Testo fornito:
Perdita della memoria, neuroni oceano e Alzheimer
La perdita della memoria, un disturbo spesso correlato all'invecchiamento, è un problema che può essere transitorio o cronico, nuove informazioni sull'argomento arrivano da una ricerca del RIKEN-MIT Center for Neural Circuit Genetics. Dietro a dei vuoti di memoria improvvisi ci potrebbe essere un malfunzionamento dei neuroni oceano, una specifica popolazione di neuroni che si trova nel lobo temporale del cervello. I risultati dello studio sono stati pubblicati sulla rivista Neuron (Entorhinal Cortical Ocean Cells Encode Specific Contexts and Drive Context-Specific Fear Memory - DOI: 10 1016 / j neuron 2015 08 036 - Settembre 2015).
In alcuni casi la perdita di memoria può essere un problema di poco conto associato per lo più all'invecchiamento, a volte, però, può trattarsi di un disturbo più grave correlato a una malattia, per esempio un principio di Alzheimer. Altre situazioni che potrebbero portare a dei vuoti di memoria frequenti sono: trauma cranico, ictus, interventi chirurgici al cervello, trattamenti antitumorali, carenza vitaminica (in particolare vitamina B12), assunzione di alcolici o uso di particolari farmaci (es. barbiturici).

Voci riportate:

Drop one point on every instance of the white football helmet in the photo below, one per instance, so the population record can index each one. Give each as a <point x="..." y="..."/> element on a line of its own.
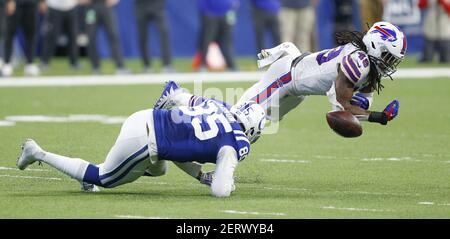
<point x="252" y="117"/>
<point x="386" y="43"/>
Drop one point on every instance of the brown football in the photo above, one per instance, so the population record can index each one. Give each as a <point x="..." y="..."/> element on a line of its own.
<point x="344" y="123"/>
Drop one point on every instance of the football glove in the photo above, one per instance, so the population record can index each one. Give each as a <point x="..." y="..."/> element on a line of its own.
<point x="391" y="111"/>
<point x="360" y="100"/>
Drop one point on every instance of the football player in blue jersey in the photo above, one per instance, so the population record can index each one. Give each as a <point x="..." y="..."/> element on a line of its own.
<point x="207" y="133"/>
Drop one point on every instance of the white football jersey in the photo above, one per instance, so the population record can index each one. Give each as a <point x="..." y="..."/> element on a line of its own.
<point x="316" y="73"/>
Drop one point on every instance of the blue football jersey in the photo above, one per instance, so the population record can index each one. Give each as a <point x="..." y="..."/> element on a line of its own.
<point x="198" y="133"/>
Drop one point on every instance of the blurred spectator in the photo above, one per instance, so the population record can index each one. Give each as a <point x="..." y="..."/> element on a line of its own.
<point x="59" y="15"/>
<point x="101" y="13"/>
<point x="343" y="19"/>
<point x="371" y="11"/>
<point x="436" y="30"/>
<point x="217" y="19"/>
<point x="2" y="25"/>
<point x="153" y="11"/>
<point x="297" y="20"/>
<point x="265" y="16"/>
<point x="21" y="13"/>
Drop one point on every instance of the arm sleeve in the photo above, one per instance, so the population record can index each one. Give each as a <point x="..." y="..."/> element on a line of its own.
<point x="223" y="182"/>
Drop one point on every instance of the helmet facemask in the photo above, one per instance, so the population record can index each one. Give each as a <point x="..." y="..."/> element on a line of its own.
<point x="387" y="64"/>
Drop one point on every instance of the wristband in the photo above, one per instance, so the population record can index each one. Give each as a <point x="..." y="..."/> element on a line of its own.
<point x="378" y="117"/>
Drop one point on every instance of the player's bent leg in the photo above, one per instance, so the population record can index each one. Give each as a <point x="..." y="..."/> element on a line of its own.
<point x="128" y="158"/>
<point x="286" y="104"/>
<point x="156" y="169"/>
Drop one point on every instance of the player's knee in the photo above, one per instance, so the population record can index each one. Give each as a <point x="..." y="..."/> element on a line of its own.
<point x="92" y="175"/>
<point x="159" y="169"/>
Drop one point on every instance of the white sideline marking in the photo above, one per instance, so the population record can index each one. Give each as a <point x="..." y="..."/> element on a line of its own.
<point x="283" y="161"/>
<point x="28" y="169"/>
<point x="379" y="193"/>
<point x="105" y="119"/>
<point x="254" y="213"/>
<point x="426" y="203"/>
<point x="137" y="79"/>
<point x="139" y="217"/>
<point x="393" y="159"/>
<point x="287" y="189"/>
<point x="432" y="203"/>
<point x="181" y="78"/>
<point x="6" y="123"/>
<point x="27" y="177"/>
<point x="357" y="209"/>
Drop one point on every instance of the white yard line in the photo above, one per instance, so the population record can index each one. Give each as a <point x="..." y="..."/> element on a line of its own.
<point x="139" y="217"/>
<point x="433" y="203"/>
<point x="105" y="119"/>
<point x="254" y="213"/>
<point x="284" y="161"/>
<point x="27" y="177"/>
<point x="6" y="123"/>
<point x="28" y="169"/>
<point x="357" y="209"/>
<point x="130" y="79"/>
<point x="412" y="73"/>
<point x="378" y="193"/>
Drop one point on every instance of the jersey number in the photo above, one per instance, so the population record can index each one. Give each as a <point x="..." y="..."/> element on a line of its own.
<point x="211" y="117"/>
<point x="328" y="55"/>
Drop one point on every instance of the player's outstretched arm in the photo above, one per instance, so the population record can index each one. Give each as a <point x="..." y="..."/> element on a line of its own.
<point x="344" y="95"/>
<point x="223" y="181"/>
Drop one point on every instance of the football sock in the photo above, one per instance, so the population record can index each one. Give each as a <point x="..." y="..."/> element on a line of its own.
<point x="190" y="168"/>
<point x="74" y="167"/>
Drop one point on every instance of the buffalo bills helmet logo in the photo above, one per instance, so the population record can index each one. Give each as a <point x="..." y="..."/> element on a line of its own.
<point x="386" y="34"/>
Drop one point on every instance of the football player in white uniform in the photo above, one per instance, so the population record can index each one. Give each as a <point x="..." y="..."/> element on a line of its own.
<point x="356" y="65"/>
<point x="208" y="133"/>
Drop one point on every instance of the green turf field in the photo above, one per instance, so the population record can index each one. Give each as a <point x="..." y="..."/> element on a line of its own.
<point x="304" y="171"/>
<point x="60" y="66"/>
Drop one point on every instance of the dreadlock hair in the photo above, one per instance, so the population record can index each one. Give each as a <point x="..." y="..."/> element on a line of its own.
<point x="356" y="38"/>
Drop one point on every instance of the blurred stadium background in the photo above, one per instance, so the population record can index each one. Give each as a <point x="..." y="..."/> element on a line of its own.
<point x="303" y="171"/>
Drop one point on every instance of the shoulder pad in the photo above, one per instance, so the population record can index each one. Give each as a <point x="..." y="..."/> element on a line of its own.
<point x="356" y="67"/>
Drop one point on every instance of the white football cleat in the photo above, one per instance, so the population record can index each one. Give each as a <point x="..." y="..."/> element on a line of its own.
<point x="28" y="156"/>
<point x="89" y="187"/>
<point x="7" y="70"/>
<point x="32" y="70"/>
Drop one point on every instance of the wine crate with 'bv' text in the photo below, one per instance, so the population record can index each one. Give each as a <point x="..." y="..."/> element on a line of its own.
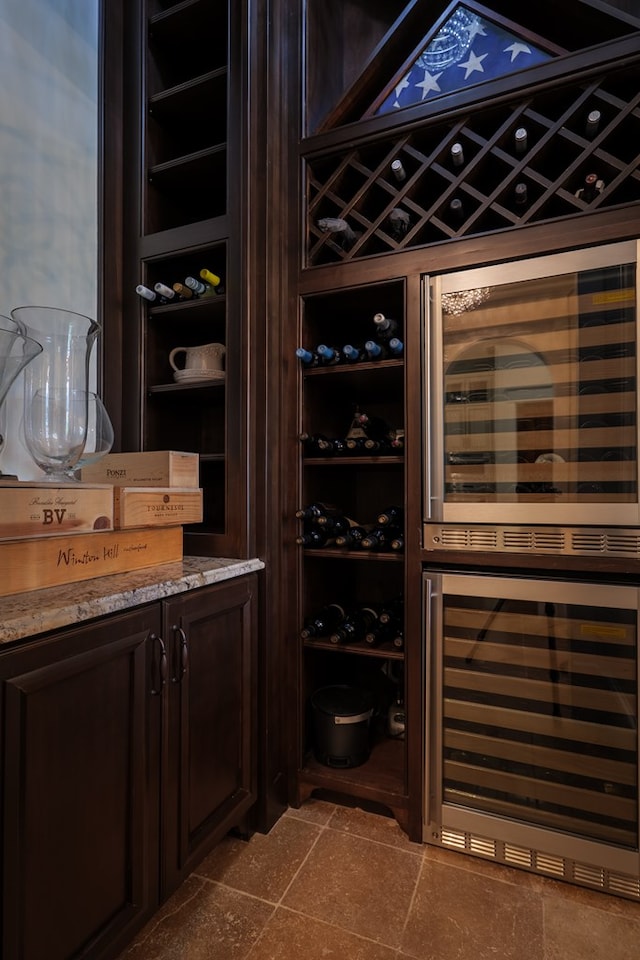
<point x="32" y="508"/>
<point x="51" y="561"/>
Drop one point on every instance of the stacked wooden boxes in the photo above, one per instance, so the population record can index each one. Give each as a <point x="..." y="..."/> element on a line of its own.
<point x="126" y="514"/>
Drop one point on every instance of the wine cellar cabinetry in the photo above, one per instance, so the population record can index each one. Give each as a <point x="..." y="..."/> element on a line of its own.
<point x="188" y="221"/>
<point x="360" y="484"/>
<point x="490" y="168"/>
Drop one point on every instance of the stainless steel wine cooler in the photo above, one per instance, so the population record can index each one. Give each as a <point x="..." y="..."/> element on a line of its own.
<point x="531" y="426"/>
<point x="532" y="756"/>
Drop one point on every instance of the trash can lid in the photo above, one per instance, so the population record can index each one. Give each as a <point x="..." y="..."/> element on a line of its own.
<point x="342" y="700"/>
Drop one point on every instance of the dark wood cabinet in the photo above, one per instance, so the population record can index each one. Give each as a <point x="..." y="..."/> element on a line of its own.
<point x="128" y="750"/>
<point x="210" y="722"/>
<point x="80" y="787"/>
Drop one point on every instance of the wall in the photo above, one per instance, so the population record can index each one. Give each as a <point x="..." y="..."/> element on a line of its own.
<point x="48" y="175"/>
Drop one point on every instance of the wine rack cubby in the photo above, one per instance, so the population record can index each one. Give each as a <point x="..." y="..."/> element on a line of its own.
<point x="440" y="200"/>
<point x="187" y="115"/>
<point x="360" y="486"/>
<point x="185" y="126"/>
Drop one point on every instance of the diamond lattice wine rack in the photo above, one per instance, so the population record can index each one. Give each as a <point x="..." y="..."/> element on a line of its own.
<point x="553" y="154"/>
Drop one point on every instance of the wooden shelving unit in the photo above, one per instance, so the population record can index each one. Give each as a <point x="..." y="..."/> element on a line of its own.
<point x="185" y="131"/>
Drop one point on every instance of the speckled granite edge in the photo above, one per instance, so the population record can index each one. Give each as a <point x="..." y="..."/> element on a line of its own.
<point x="38" y="611"/>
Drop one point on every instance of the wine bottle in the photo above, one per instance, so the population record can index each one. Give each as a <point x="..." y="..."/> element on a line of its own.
<point x="375" y="428"/>
<point x="520" y="140"/>
<point x="397" y="440"/>
<point x="200" y="288"/>
<point x="385" y="327"/>
<point x="312" y="511"/>
<point x="331" y="447"/>
<point x="377" y="447"/>
<point x="329" y="356"/>
<point x="393" y="611"/>
<point x="323" y="622"/>
<point x="352" y="354"/>
<point x="592" y="124"/>
<point x="457" y="155"/>
<point x="212" y="279"/>
<point x="456" y="210"/>
<point x="590" y="188"/>
<point x="379" y="538"/>
<point x="355" y="626"/>
<point x="310" y="443"/>
<point x="520" y="195"/>
<point x="398" y="222"/>
<point x="146" y="294"/>
<point x="315" y="537"/>
<point x="336" y="526"/>
<point x="308" y="358"/>
<point x="355" y="445"/>
<point x="352" y="538"/>
<point x="380" y="633"/>
<point x="355" y="432"/>
<point x="339" y="229"/>
<point x="169" y="295"/>
<point x="391" y="515"/>
<point x="183" y="291"/>
<point x="376" y="351"/>
<point x="398" y="170"/>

Azione richiesta:
In quale parte del cervello si trova la popolazione dei neuroni oceano, secondo il testo fornito? Per rispondere serviti soltanto del testo fornito.

Risposta all'esercizio:
Nel lobo temporale del cervello.